Start of Dataset content
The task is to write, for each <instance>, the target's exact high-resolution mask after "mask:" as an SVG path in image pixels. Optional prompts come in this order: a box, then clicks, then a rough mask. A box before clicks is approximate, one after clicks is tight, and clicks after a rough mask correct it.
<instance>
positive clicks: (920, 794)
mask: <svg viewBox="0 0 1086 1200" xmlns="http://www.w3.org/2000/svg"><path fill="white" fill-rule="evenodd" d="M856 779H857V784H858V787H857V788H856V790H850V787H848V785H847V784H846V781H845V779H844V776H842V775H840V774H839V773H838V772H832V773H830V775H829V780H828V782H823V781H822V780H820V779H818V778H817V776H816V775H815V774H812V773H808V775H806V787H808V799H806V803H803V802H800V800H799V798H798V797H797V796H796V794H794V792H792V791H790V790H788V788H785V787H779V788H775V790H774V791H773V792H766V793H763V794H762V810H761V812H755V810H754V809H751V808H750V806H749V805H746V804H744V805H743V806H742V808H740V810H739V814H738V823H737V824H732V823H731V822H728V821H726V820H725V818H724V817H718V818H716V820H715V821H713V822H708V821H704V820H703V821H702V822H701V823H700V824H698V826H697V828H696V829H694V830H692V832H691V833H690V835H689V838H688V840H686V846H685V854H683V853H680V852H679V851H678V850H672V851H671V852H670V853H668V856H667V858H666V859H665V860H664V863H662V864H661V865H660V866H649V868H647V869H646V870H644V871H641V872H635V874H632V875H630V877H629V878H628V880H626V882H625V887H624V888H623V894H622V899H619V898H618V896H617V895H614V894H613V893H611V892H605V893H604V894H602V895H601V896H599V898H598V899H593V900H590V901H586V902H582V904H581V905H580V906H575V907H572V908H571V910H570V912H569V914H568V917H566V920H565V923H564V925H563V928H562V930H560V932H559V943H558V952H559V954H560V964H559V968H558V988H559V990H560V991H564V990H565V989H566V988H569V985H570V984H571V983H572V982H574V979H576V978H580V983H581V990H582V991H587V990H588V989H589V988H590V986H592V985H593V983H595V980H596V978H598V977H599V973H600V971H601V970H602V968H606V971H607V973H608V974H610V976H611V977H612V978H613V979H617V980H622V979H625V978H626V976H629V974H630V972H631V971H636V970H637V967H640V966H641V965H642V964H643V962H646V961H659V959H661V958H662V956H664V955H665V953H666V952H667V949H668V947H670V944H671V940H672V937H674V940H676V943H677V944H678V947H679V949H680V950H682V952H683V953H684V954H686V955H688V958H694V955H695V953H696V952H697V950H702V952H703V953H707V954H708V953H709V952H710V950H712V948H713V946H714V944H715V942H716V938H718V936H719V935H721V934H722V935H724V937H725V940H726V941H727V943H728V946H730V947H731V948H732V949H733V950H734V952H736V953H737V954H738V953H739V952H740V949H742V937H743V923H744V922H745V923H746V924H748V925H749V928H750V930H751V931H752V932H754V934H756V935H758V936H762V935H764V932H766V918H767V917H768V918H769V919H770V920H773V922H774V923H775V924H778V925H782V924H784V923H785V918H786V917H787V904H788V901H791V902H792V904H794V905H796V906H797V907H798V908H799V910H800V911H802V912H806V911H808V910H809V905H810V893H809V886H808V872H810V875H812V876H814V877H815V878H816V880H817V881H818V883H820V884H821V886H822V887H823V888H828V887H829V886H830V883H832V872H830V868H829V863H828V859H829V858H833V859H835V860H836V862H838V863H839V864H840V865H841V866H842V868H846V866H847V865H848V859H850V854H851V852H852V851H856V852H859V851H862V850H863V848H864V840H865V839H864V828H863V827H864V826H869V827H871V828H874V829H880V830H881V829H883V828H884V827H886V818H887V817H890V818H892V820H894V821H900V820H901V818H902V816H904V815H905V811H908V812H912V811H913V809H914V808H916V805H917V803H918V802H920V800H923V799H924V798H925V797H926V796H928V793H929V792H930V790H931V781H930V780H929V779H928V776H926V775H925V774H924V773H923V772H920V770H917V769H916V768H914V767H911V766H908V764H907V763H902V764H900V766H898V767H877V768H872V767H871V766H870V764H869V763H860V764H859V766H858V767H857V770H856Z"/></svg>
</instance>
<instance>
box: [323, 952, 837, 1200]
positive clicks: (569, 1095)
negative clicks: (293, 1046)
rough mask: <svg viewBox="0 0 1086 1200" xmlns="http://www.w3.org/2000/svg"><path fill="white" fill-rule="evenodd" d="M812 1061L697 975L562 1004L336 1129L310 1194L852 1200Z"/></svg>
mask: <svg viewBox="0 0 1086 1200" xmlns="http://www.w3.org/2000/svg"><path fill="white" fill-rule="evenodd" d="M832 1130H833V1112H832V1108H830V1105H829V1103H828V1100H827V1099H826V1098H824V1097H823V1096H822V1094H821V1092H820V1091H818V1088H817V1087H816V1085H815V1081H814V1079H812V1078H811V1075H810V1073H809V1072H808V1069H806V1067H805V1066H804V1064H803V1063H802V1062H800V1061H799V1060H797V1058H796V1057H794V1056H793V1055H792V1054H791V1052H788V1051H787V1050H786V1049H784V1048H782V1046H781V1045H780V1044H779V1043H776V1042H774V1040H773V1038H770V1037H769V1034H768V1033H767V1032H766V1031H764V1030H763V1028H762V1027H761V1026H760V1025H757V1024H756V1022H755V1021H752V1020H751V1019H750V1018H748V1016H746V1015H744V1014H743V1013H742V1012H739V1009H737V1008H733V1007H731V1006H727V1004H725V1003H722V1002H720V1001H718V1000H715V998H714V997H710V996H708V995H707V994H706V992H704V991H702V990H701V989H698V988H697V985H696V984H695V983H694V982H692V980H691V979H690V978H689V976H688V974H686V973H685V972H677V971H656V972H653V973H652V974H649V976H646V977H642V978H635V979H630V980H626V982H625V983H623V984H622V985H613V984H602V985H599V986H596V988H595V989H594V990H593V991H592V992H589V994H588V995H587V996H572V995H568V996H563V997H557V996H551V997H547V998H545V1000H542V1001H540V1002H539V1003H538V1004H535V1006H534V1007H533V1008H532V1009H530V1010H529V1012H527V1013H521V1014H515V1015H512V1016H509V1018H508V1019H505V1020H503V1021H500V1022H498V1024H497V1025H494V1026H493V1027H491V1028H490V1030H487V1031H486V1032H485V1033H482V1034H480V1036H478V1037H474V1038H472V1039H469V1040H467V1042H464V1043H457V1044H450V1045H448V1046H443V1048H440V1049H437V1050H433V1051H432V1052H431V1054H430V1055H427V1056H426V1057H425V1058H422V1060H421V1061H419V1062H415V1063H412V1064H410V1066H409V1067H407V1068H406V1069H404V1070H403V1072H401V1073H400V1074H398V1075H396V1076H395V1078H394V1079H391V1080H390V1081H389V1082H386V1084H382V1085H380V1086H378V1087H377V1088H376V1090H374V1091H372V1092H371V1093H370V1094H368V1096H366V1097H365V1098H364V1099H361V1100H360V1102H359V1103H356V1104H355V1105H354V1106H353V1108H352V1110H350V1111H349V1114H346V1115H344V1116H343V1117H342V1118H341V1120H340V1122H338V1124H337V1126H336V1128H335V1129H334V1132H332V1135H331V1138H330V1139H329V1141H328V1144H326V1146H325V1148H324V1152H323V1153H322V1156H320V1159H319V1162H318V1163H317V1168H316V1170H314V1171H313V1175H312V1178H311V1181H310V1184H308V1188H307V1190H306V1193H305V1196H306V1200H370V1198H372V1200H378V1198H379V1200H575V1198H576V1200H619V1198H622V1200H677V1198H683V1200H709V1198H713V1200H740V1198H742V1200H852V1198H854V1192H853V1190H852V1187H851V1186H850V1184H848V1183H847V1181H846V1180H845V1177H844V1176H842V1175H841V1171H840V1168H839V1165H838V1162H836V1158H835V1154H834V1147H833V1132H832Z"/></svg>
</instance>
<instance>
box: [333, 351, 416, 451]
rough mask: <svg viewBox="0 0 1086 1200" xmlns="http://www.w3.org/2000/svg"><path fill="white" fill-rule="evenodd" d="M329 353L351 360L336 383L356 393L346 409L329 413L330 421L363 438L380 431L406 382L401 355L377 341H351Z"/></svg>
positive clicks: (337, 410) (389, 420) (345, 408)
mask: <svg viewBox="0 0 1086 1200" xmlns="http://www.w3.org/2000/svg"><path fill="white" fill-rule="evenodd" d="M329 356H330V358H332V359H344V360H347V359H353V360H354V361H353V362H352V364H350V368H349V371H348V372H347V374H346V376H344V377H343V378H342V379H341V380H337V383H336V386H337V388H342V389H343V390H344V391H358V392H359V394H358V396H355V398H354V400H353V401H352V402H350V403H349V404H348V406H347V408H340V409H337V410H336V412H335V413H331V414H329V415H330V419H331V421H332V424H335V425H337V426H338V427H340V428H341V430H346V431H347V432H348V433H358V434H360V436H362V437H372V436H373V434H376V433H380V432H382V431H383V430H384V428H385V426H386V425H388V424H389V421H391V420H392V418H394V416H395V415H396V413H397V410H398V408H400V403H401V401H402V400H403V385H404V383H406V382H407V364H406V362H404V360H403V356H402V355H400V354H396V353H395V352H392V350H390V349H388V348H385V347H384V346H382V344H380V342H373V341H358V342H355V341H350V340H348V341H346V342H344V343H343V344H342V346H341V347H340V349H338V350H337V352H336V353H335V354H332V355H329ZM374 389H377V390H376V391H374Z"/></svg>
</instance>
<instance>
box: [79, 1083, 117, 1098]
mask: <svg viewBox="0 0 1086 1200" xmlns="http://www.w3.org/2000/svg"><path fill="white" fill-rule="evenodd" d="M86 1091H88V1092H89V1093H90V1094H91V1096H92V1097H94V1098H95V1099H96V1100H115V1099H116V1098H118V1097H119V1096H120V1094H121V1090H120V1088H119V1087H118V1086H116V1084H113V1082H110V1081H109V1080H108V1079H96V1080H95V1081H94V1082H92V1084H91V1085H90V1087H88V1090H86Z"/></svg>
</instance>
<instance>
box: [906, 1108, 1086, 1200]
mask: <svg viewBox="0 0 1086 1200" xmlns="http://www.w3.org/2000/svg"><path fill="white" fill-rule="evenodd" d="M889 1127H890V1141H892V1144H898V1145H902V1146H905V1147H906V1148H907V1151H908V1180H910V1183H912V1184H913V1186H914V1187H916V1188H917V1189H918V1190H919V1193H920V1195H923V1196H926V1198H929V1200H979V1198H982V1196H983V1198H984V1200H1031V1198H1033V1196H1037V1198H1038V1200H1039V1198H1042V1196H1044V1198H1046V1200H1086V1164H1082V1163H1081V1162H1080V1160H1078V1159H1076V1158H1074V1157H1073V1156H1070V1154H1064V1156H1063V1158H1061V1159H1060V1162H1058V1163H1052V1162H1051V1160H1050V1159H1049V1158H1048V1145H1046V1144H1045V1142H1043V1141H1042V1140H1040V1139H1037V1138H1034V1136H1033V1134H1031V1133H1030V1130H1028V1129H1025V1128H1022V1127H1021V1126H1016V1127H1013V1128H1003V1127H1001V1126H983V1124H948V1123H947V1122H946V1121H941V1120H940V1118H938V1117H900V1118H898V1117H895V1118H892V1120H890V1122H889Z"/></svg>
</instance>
End of Dataset content
■ What the task requires
Retype the material from its first line through the line containing "positive clicks: (920, 794)", both included, reproducing each line without change.

■ Exercise answer
The task is to write, for each <instance>, the target's exact high-resolution mask after "mask:" as an SVG path in image pixels. Optional prompts come in this order: a box, then clicks, then a rough mask. A box before clicks is approximate, one after clicks is tight, and clicks after a rough mask correct it.
<instance>
positive clicks: (920, 794)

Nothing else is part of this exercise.